# KUTIPAN TEKS
§ §

Kita mungkin ingat sebuah peristiwa selama Sinode di Amazon dari 6 hingga 27 Oktober 2019. Dua orang memasuki gereja Santa Maria di Transpontina, mengambil gambar kayu berukir yang digunakan selama sinode, dan melemparkannya ke Sungai Tiber. Beberapa menyarankan bahwa tindakan vandalisme seperti itu adalah pesan keras dan jelas dari sektor di gereja yang lelah dengan enkulturasi, yang diperkuat oleh Paus Fransiskus.

Menanggapi insiden ini, Stephen Bevans menulis dalam The Tablet, “Penodaan yang disengaja atas patung-patung Amazon juga didasarkan pada kesalahan sejarah. Sejak awal orang Kristen memanfaatkan konsep dan ikon dalam budaya di mana mereka menemukan diri mereka untuk mengekspresikan iman mereka. Penggambaran awal Kristus Gembala yang Baik adalah, menurut para sarjana, berdasarkan penggambaran Yunani tentang dewa Hermes yang membawa seekor domba jantan di pundaknya.”

§ §

# MATERI YANG DITAMPILKAN
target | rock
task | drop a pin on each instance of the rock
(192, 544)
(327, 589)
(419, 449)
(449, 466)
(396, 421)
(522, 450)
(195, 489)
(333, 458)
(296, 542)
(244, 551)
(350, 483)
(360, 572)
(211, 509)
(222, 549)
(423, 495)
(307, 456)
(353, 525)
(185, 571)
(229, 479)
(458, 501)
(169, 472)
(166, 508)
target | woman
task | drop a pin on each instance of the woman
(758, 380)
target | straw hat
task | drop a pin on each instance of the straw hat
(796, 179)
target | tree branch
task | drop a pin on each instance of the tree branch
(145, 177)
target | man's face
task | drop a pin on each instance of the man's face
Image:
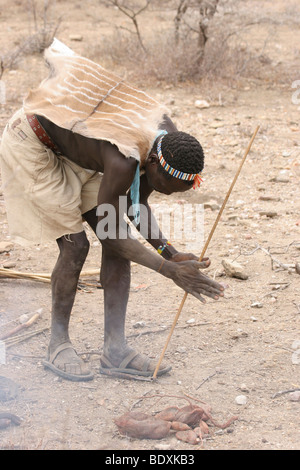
(158, 181)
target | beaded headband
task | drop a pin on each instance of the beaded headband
(196, 177)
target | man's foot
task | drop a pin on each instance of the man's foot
(63, 361)
(132, 363)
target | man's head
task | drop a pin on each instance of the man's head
(174, 163)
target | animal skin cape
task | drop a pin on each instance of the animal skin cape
(81, 96)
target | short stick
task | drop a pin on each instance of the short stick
(205, 248)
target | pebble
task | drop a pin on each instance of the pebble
(294, 396)
(5, 247)
(241, 400)
(296, 344)
(9, 264)
(139, 324)
(270, 214)
(202, 104)
(244, 388)
(75, 37)
(280, 179)
(23, 318)
(296, 357)
(234, 269)
(211, 205)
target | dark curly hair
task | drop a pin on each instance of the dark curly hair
(183, 152)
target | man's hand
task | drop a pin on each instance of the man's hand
(177, 257)
(187, 275)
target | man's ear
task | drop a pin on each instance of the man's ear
(153, 158)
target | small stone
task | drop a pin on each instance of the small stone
(296, 344)
(294, 396)
(296, 357)
(75, 37)
(6, 247)
(270, 214)
(234, 269)
(23, 318)
(139, 324)
(211, 205)
(241, 400)
(9, 265)
(280, 179)
(202, 104)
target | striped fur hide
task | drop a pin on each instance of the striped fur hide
(82, 96)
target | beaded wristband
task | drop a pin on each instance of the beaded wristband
(161, 248)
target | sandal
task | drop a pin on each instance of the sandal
(49, 364)
(109, 369)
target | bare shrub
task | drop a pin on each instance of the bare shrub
(41, 35)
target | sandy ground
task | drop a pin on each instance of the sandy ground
(244, 344)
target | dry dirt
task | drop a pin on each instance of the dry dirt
(219, 350)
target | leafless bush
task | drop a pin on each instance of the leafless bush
(41, 34)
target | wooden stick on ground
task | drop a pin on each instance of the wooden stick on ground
(205, 248)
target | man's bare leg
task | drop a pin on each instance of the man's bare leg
(73, 251)
(115, 280)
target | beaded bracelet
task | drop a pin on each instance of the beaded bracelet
(161, 248)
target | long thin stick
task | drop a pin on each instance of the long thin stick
(205, 248)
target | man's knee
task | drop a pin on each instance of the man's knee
(114, 270)
(74, 248)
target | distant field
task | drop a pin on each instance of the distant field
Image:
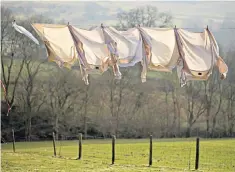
(131, 155)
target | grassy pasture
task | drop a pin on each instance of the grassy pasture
(131, 155)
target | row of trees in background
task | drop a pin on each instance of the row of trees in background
(47, 98)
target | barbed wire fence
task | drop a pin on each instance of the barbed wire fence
(178, 154)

§ §

# PETUNJUK PENGERJAAN
A) Jawab pertanyaan berikut berdasarkan teks tentang Sinode Amazon.
(i) Kapan Sinode di Amazon berlangsung?
(ii) Ke sungai mana gambar kayu berukir itu dilemparkan?
(iii) Menurut para sarjana yang dikutip Stephen Bevans, penggambaran awal Kristus Gembala yang Baik didasarkan pada apa?
B) Tentukan apakah setiap pernyataan berikut sesuai dengan teks tentang Sinode Amazon. Jawab ya atau tidak, disertai kutipan dari teks yang menentukan jawabannya.
(i) Tiga orang memasuki gereja Santa Maria di Transpontina.
(ii) Stephen Bevans menulis tanggapannya dalam The Tablet.
(iii) Bevans menyebut penodaan patung-patung Amazon didasarkan pada kesalahan sejarah.

# JAWABAN TIAP TUGAS
A)
(i) Dari 6 hingga 27 Oktober 2019.
(ii) Sungai Tiber.
(iii) Penggambaran Yunani tentang dewa Hermes yang membawa seekor domba jantan di pundaknya.

B)
(i) Tidak: "Dua orang memasuki gereja Santa Maria di Transpontina".
(ii) Ya: "Stephen Bevans menulis dalam The Tablet".
(iii) Ya: "Penodaan yang disengaja atas patung-patung Amazon juga didasarkan pada kesalahan sejarah."